The troops, in the form of senior MPs and authority figures, do not for the most part rally around her when she plunges into battle. Too much of a volatile risk. Many of them do take issue with her views, however, in polite and measured terms. If her online personality is in anyway mirrored inside the DA, she will have her fair share of enemies there too. Either way, she is forced to rely on retweeting scraps, in the form of endorsements from those in the mob who agree with her conspiratorial views of the world. Hers is a lonely battle. As it always is for the misunderstood and unfairly maligned.
Otherwise, she is egged on by those who would wish to see race cemented as the cornerstone on which the DA’s moral philosophy is based, as a great truth teller. And that is a line of thinking the DA is particularly susceptible to at the moment. It is a recipe for poor judgment, when online affirmation comes primarily from those who see you as a convenient weapon in their own existential fight for social justice, or to exact their own revenge on those DA personalities they have fallen out with.
Targeted and focused, on the things that matter, Van Damme can be effective enough. She did good work as the DA’s communications spokesperson, on the SABC commission of inquiry, and on helping to remove the cancer that was Hlaudi Motsoeneng. But, trapped in the Twitterverse, she seems to embody the very opposite: a stream of consciousness, mostly centred on herself and designed, ironically, in Motsoeneng-like fashion, to advertise and justify her own heroic disposition as she imagines smiting her enemies. (“I lash out at evil with unbridled fury. I use it to vanquish and destroy.”)
‘I dared shine too bright’
It’s a tough one for the DA. The party has allowed this situation to spiral. At first, it was thought helpful, to have a somewhat populist, brash and provocative personality, talking about things like race head-on and unapologetically. But, give someone enough rope, and they will eventually hang themselves. Unchecked, self-confidence has morphed into egomania, political correctness has transformed into race-based thinking, and provocation has devolved into perpetual conflict.

(Data items)
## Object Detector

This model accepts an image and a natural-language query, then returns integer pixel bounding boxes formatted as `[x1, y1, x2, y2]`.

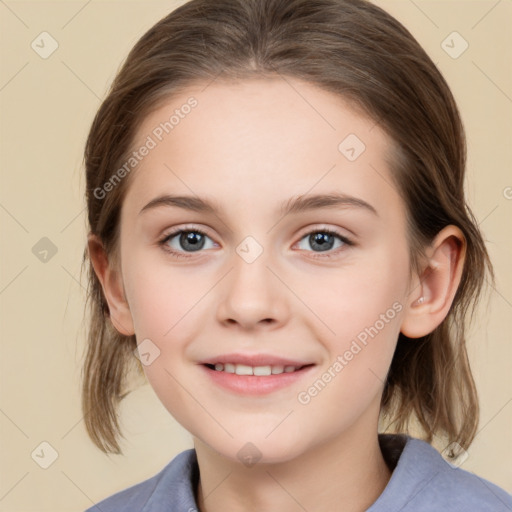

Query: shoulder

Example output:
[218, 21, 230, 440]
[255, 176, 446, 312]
[368, 436, 512, 512]
[85, 449, 197, 512]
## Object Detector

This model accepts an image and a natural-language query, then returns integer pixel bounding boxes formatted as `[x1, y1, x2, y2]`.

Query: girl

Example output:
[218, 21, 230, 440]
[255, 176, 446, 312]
[83, 0, 512, 512]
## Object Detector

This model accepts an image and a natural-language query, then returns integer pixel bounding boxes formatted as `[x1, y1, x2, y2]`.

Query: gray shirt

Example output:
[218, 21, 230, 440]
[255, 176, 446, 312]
[85, 434, 512, 512]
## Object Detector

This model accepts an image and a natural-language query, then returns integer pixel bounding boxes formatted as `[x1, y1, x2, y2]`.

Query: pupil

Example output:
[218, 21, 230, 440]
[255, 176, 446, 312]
[311, 233, 333, 251]
[180, 231, 204, 251]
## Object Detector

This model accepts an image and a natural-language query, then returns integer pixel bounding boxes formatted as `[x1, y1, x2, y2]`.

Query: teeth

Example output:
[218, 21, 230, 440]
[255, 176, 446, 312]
[210, 363, 299, 376]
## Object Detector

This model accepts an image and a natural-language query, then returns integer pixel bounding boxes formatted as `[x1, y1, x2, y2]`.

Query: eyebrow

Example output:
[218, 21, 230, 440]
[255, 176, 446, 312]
[139, 193, 379, 217]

**What needs to be done:** Transcribe the passage of the text about Van Damme starting at "The troops, in" and ending at "and unfairly maligned.".

**Response area:**
The troops, in the form of senior MPs and authority figures, do not for the most part rally around her when she plunges into battle. Too much of a volatile risk. Many of them do take issue with her views, however, in polite and measured terms. If her online personality is in anyway mirrored inside the DA, she will have her fair share of enemies there too. Either way, she is forced to rely on retweeting scraps, in the form of endorsements from those in the mob who agree with her conspiratorial views of the world. Hers is a lonely battle. As it always is for the misunderstood and unfairly maligned.